**TASK REQUIREMENTS:** Give every line of the rows below as a JSON list of strings, one string per line, leaving out blank lines.

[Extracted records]
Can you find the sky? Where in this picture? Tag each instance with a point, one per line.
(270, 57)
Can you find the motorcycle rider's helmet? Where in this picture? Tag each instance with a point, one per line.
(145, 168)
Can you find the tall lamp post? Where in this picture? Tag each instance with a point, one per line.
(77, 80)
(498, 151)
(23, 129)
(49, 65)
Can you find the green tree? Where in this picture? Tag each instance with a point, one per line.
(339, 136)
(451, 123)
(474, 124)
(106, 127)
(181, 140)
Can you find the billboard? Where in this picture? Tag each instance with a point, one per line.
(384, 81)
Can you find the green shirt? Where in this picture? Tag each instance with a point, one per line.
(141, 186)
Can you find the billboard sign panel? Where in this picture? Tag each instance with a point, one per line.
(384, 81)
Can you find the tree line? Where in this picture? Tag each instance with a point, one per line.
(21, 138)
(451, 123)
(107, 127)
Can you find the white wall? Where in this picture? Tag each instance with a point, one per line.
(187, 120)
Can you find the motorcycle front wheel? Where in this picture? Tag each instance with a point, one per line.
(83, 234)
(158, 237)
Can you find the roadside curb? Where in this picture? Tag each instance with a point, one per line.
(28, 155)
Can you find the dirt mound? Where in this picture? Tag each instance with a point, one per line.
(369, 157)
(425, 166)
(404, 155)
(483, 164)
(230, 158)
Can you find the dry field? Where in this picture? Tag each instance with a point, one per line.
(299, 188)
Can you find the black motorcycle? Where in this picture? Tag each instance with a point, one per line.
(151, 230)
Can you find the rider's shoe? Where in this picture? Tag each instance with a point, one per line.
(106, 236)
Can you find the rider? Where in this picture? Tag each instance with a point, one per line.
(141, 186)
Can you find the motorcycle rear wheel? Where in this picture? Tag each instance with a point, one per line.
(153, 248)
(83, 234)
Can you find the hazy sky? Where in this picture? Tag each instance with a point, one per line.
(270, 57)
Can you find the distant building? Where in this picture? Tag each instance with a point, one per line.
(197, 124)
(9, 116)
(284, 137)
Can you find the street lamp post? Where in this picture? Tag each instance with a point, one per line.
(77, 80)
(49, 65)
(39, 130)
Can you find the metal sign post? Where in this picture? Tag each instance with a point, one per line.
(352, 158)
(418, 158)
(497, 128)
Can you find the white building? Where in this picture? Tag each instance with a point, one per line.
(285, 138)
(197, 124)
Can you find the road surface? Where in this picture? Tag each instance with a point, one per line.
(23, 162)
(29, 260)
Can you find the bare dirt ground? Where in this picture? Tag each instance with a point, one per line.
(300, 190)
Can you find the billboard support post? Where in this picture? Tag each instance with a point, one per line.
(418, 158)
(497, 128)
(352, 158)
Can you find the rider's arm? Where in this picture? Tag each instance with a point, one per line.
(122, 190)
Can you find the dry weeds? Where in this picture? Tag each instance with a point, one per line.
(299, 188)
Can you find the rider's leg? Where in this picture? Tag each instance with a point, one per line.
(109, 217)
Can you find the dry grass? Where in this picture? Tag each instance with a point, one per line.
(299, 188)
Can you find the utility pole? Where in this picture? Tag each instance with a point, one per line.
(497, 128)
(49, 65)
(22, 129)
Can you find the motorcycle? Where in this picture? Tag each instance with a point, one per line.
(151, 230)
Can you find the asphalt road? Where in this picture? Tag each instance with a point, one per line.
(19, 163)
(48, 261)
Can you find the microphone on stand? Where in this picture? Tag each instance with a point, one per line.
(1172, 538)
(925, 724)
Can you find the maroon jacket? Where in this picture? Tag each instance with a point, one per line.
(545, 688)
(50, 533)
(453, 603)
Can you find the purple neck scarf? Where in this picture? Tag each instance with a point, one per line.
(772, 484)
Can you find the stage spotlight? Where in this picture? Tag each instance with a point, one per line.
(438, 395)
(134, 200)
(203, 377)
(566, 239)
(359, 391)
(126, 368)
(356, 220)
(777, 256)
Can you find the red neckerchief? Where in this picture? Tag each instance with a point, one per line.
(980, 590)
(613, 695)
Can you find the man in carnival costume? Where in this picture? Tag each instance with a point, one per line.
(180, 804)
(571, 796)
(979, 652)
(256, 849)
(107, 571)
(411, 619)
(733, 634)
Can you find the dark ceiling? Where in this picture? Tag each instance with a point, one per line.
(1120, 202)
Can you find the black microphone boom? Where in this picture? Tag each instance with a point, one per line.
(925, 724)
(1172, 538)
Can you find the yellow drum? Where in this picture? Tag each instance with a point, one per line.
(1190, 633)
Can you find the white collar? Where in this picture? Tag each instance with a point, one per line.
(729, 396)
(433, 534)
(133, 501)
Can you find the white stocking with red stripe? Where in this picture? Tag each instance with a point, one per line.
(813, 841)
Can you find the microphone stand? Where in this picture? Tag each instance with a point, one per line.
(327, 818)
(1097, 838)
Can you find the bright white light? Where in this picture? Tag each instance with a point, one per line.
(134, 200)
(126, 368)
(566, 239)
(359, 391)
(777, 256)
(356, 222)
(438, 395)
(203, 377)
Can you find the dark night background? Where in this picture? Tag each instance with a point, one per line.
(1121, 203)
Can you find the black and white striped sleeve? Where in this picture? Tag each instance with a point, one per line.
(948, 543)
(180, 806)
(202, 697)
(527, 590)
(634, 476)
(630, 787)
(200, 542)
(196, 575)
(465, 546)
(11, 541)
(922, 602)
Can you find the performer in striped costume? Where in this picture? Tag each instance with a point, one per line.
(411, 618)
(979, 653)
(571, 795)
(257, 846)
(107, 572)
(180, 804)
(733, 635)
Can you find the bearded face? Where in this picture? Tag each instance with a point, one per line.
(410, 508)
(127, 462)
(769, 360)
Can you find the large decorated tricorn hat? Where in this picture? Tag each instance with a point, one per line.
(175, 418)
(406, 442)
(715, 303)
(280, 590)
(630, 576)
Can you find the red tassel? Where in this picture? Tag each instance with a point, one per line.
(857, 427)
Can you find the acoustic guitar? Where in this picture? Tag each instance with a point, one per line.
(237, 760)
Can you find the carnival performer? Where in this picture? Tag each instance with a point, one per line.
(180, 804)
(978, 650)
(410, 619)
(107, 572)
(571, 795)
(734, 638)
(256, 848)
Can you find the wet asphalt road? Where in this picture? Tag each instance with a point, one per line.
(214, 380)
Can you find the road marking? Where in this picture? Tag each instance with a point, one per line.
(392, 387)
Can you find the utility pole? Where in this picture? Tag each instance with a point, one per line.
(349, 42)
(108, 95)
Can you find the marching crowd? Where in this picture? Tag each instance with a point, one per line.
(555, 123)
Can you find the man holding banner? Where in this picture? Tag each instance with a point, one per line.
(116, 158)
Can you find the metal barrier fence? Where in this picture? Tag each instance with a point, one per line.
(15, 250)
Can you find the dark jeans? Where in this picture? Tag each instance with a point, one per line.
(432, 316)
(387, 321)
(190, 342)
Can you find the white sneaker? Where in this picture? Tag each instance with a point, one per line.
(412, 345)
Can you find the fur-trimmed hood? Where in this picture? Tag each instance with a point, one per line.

**ANSWER TO THE EXERCISE:**
[
  "Can you find the sky? Where in this picture? Tag each instance with a point, one per line.",
  "(270, 57)",
  "Can you find the motorcycle rider's helmet? Where in this picture? Tag each instance with a point, one per line.",
  "(145, 168)",
  "Can you find the tall lamp post? Where in this picture? Tag each instance with a point, one per line.",
  "(77, 80)",
  "(498, 151)",
  "(23, 129)",
  "(49, 65)",
  "Can you find the green tree? Where in this picture? Tag each instance with a point, one per line.",
  "(339, 136)",
  "(451, 123)",
  "(474, 124)",
  "(106, 127)",
  "(181, 140)",
  "Can you find the billboard? Where in this picture? Tag each instance with a point, one per line.",
  "(384, 81)",
  "Can you find the green shirt? Where in this picture? Tag each instance with a point, one per line.",
  "(141, 186)",
  "Can you find the billboard sign panel? Where in this picture? Tag each instance with a point, one per line.",
  "(384, 81)",
  "Can you find the tree line? Where in this picture? Tag each instance with a point, one per line.",
  "(21, 138)",
  "(451, 123)",
  "(107, 127)",
  "Can you find the white wall? Where in this picture? Tag each instance with a point, one per line.",
  "(187, 120)",
  "Can you find the motorcycle front wheel? Where in this picture? Tag each instance with a point, one per line.",
  "(83, 234)",
  "(158, 237)",
  "Can you find the roadside curb? Where in this picture? Tag each instance with a point, one per line.",
  "(28, 155)",
  "Can you find the dirt mound? Where in this picture? Tag each instance with a point, one per line.",
  "(369, 157)",
  "(425, 166)",
  "(404, 155)",
  "(483, 164)",
  "(230, 158)",
  "Can you find the dry field? Where in this picture? Tag each instance with a point, one per line.",
  "(299, 188)",
  "Can you find the black motorcycle? Where in this picture? Tag each instance with a point, one per line.",
  "(151, 230)",
  "Can you find the rider's shoe? Where in this picture? Tag each instance with a point, one per line.",
  "(106, 236)",
  "Can you find the rider? Where in this picture? Tag each instance with a point, one per line.",
  "(141, 186)",
  "Can you find the motorcycle rear wheel? Where in this picture? Tag each instance with a point, one per line.",
  "(153, 248)",
  "(83, 234)",
  "Can you find the hazy sky? Where in this picture? Tag each instance with a point, one per line.",
  "(270, 57)",
  "Can you find the distant building? Where in this picture? Tag each instance with a point, one per line.",
  "(197, 124)",
  "(9, 116)",
  "(284, 137)",
  "Can you find the street lamp post? Where in this picture? Tag each instance with a point, one per line.",
  "(77, 80)",
  "(49, 65)",
  "(39, 130)",
  "Can you find the metal sign post? Where in this picture? Tag each instance with a point, one per line.",
  "(352, 158)",
  "(418, 158)",
  "(497, 128)",
  "Can you find the white building? Where in this picture? Tag each instance with a point, one per line.",
  "(285, 138)",
  "(197, 124)",
  "Can you find the road surface? Where in this picture? Tag each instance with a point, one per line.",
  "(23, 162)",
  "(29, 260)",
  "Can you find the bare dirt ground? Where in this picture? Tag each instance with a point, one per line.",
  "(300, 190)",
  "Can you find the billboard support post? Where in this picture? Tag each instance with a point, one per line.",
  "(418, 158)",
  "(497, 128)",
  "(352, 158)",
  "Can you find the rider's arm? Where in this picture? Tag each instance with a point, one per line.",
  "(122, 190)",
  "Can you find the dry weeds? Where in this picture? Tag each instance with a point, one per line.",
  "(299, 188)",
  "Can you find the rider's leg? Where in this picture? Tag each instance with a point, one per line.",
  "(109, 217)",
  "Can you find the dry grass? Where in this picture? Tag each instance with a point, one per line.",
  "(299, 188)",
  "Can you find the utility pole? Where in this picture? Tag each instance with a point, one per line.",
  "(497, 128)",
  "(49, 65)",
  "(22, 129)",
  "Can you find the motorcycle? Where in this picture? Tag each instance with a point, one per line.",
  "(151, 230)",
  "Can you find the asphalt road? Where in this picture? Tag each instance with a point, one per line.",
  "(19, 163)",
  "(48, 261)",
  "Can you find the microphone on stand? Where in this picture? Tag each instance with a point, one per line.",
  "(1172, 538)",
  "(925, 724)",
  "Can you find the maroon jacket? Where in this picture? Tag each instance with a point, one per line.",
  "(545, 688)",
  "(50, 533)",
  "(453, 603)",
  "Can you find the purple neck scarf? Where in this picture? Tag each instance with a point, one per line.",
  "(772, 484)",
  "Can you find the stage spotlight? Where in this picture? Tag each instance with a point, one per line.",
  "(438, 395)",
  "(134, 200)",
  "(203, 377)",
  "(566, 239)",
  "(359, 391)",
  "(126, 368)",
  "(356, 220)",
  "(777, 256)",
  "Can you find the red neckerchief? Where in this picture? Tag each instance with a point, one per line.",
  "(980, 590)",
  "(613, 695)",
  "Can you find the man in carnival costume? Where in this picture? Tag each instance with a point, one per line.",
  "(180, 804)",
  "(571, 796)",
  "(979, 652)",
  "(256, 849)",
  "(107, 571)",
  "(411, 619)",
  "(733, 634)",
  "Can you find the dark ceiling? Where in this picture? Tag each instance with a point, one per line.",
  "(1120, 202)",
  "Can you find the black microphone boom? Where in this picture? Tag each instance with a point, one per line.",
  "(925, 724)",
  "(1172, 538)",
  "Can you find the yellow drum? Where in this picture? Tag each instance with a point, one per line.",
  "(1190, 633)",
  "Can you find the white collar? Where in this picture? Tag each instance with a point, one per line.",
  "(729, 396)",
  "(433, 534)",
  "(133, 501)",
  "Can you find the white stocking with red stripe? Where in this picture? Tag each instance with a point, one per line.",
  "(813, 841)",
  "Can you find the microphone stand? Where in this picture? Tag each instance with a point, one per line.",
  "(327, 818)",
  "(1097, 838)",
  "Can you find the bright white light? Where in this picture? Tag each instance with a point, one per line.",
  "(134, 200)",
  "(126, 368)",
  "(566, 239)",
  "(359, 391)",
  "(777, 256)",
  "(356, 222)",
  "(438, 395)",
  "(203, 377)",
  "Can you find the dark night background? Where in this picture? Tag each instance with a point, one per line.",
  "(1121, 203)",
  "Can you find the black and white striped sleeve? Where in this picture? Tag each instance with a point, one per line.",
  "(948, 543)",
  "(180, 806)",
  "(202, 697)",
  "(527, 590)",
  "(634, 476)",
  "(630, 787)",
  "(200, 542)",
  "(196, 575)",
  "(465, 546)",
  "(11, 541)",
  "(922, 602)",
  "Can you find the performer in striped costume? Where in this picture? Tag each instance with a point, one per line.",
  "(411, 618)",
  "(979, 653)",
  "(571, 795)",
  "(257, 846)",
  "(107, 572)",
  "(180, 804)",
  "(733, 635)",
  "Can you find the bearded face? Where in this picture? Tag each instance with a point, one per line.",
  "(410, 508)",
  "(127, 462)",
  "(769, 360)",
  "Can you find the large decorated tricorn hat? Where in this picture? Tag each instance with a point, one per line.",
  "(175, 418)",
  "(406, 442)",
  "(715, 303)",
  "(280, 590)",
  "(630, 576)",
  "Can you find the red tassel? Where in this picture? Tag each instance with a point, one per line.",
  "(857, 427)",
  "Can you find the acoustic guitar? Where in this picture? Tag each instance with a point, one per line.",
  "(237, 760)",
  "Can you find the carnival performer? Where in this picture? Tag each instance with a point, one per line.",
  "(180, 804)",
  "(978, 650)",
  "(410, 619)",
  "(107, 572)",
  "(571, 795)",
  "(734, 638)",
  "(256, 848)",
  "Can you find the wet asphalt road? Where in this picture? Tag each instance with a point, one per line.",
  "(214, 380)",
  "Can you find the road marking? Where in this picture? Tag each instance with a point, one per line.",
  "(392, 387)",
  "Can you find the utility pole? Where in this picture? Tag each instance with a point, one per line.",
  "(349, 42)",
  "(108, 95)",
  "Can you find the marching crowd? Where in this picture? Tag each instance with a point, one per line.",
  "(555, 123)",
  "Can you find the man holding banner? Where in this picture? Tag each instance with a point, one per line.",
  "(116, 158)",
  "Can you find the metal barrier fence? Where in this picture? Tag each instance with a point, one per line.",
  "(15, 250)",
  "Can you find the dark jeans? Where in this picture? Tag each instance with a point, one per line.",
  "(432, 316)",
  "(387, 321)",
  "(190, 342)",
  "Can you find the white sneaker? Where in this picture? Tag each instance with a point, one per line.",
  "(412, 345)",
  "Can you find the fur-trimmed hood? Where in this picture? Tag each instance with a point, one per line."
]